#### Required work
Quote the passage on the end of Canadian music criticism word for word, everything from "Apart from being" down to "with the arts.".

#### Source passage
=====

Seems important to note the passing of music criticism as a legitimate job in Canada. John Terauds, for six years staff classical music critic of the Toronto Star, was reassigned this week to the paper’s business section. He was the last full-time classical music critic at a Canadian newspaper. The job of full-time classical music critic literally ceases to exist in English-speaking Canada (Quebec apparently still has a couple of critics).
This is depressing.
Apart from being a fan of John’s work, the loss of his job is symbolic of the end of an era. In the past seven years, more than half of all arts journalism jobs have been eliminated in American newsrooms. It’s fine to say that 300,000 arts blogs now compete for attention online (according to Technorati). And there’s something great about the opening up of public discourse about the arts that the digital world has wrought. In some ways we live in a richer ecosystem of engagement with the arts.

=====

Raw rows

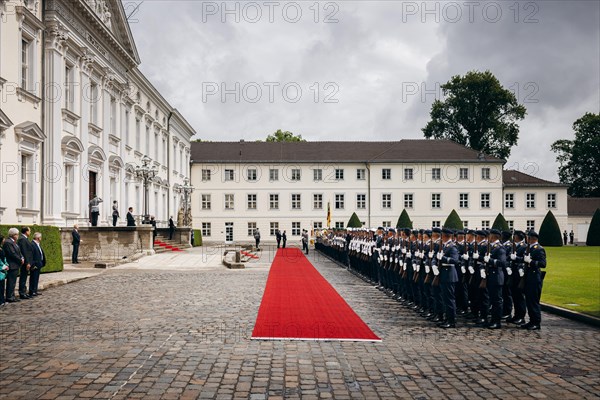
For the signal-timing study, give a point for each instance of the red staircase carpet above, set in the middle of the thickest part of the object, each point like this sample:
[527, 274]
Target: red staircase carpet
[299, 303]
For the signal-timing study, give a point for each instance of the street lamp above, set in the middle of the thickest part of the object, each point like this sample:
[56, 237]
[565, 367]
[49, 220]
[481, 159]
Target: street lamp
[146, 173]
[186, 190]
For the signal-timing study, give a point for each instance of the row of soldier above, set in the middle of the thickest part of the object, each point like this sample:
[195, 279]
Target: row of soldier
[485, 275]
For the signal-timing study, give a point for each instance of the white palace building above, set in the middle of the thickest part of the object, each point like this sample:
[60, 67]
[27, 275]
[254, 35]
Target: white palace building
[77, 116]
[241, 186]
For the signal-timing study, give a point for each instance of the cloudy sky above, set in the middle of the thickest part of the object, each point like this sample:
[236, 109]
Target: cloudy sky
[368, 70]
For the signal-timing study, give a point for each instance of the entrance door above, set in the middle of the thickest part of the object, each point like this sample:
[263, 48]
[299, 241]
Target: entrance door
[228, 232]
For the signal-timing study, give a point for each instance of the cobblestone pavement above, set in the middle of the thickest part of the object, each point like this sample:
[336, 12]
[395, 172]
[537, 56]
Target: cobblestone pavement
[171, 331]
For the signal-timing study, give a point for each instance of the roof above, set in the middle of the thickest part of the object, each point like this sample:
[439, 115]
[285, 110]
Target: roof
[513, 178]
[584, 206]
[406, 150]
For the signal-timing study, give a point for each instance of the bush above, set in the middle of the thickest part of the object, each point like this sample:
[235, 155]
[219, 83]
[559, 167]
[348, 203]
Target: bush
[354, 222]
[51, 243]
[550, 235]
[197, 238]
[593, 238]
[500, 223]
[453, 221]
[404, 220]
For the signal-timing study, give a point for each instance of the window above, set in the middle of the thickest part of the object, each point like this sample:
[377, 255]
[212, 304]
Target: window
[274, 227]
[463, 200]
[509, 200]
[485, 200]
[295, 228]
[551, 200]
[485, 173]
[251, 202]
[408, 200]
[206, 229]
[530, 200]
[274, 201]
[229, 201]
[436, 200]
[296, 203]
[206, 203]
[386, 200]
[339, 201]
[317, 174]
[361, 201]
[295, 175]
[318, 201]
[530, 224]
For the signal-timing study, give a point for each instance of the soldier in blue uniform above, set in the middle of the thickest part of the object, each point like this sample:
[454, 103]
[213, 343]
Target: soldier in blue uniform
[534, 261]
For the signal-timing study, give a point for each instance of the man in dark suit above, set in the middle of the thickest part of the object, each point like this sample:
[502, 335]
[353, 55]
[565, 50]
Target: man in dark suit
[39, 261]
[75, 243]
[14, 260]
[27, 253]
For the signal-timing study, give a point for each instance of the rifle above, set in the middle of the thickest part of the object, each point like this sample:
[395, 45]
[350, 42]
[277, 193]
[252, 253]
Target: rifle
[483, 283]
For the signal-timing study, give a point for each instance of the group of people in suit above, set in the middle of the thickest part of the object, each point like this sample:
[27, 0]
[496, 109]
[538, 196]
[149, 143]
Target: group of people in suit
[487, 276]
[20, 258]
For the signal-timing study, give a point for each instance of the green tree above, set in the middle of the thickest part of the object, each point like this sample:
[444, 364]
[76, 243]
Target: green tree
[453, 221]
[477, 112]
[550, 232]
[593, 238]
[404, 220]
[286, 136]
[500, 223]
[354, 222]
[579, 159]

=====

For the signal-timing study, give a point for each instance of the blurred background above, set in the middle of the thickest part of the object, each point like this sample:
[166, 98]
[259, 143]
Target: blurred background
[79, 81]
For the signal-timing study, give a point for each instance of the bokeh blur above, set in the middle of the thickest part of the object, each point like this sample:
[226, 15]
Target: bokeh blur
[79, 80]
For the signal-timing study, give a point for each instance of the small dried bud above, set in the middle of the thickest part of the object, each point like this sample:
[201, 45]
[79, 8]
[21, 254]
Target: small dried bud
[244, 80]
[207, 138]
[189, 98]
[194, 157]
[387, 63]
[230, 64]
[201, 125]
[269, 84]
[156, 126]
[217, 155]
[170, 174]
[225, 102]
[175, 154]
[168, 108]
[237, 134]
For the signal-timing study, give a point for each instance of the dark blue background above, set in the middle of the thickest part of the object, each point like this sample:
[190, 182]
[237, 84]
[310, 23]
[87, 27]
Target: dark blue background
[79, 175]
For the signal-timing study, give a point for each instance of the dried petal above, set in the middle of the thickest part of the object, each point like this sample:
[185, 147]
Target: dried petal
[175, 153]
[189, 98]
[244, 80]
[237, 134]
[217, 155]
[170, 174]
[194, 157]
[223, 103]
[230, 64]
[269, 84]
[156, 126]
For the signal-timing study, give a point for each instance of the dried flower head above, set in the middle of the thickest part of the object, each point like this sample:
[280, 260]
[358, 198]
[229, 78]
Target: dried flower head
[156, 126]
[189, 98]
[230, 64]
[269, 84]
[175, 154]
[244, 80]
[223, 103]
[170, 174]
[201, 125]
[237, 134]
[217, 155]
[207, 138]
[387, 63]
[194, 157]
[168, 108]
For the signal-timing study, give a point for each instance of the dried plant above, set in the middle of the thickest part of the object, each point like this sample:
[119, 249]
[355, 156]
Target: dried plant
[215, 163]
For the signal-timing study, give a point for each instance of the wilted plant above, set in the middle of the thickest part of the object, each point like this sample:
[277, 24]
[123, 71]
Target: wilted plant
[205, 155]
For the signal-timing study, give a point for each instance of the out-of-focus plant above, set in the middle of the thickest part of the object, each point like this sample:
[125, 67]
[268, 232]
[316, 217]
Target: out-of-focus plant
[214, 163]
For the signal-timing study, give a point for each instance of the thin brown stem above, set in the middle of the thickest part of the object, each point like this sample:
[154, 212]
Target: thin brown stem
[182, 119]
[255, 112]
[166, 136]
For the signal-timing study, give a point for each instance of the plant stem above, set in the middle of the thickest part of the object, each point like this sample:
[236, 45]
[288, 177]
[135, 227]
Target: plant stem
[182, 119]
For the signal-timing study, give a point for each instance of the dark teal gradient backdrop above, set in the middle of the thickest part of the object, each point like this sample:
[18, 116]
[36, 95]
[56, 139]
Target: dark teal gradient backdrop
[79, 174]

=====

#### Answer for this exercise
Apart from being a fan of John’s work, the loss of his job is symbolic of the end of an era. In the past seven years, more than half of all arts journalism jobs have been eliminated in American newsrooms. It’s fine to say that 300,000 arts blogs now compete for attention online (according to Technorati). And there’s something great about the opening up of public discourse about the arts that the digital world has wrought. In some ways we live in a richer ecosystem of engagement with the arts.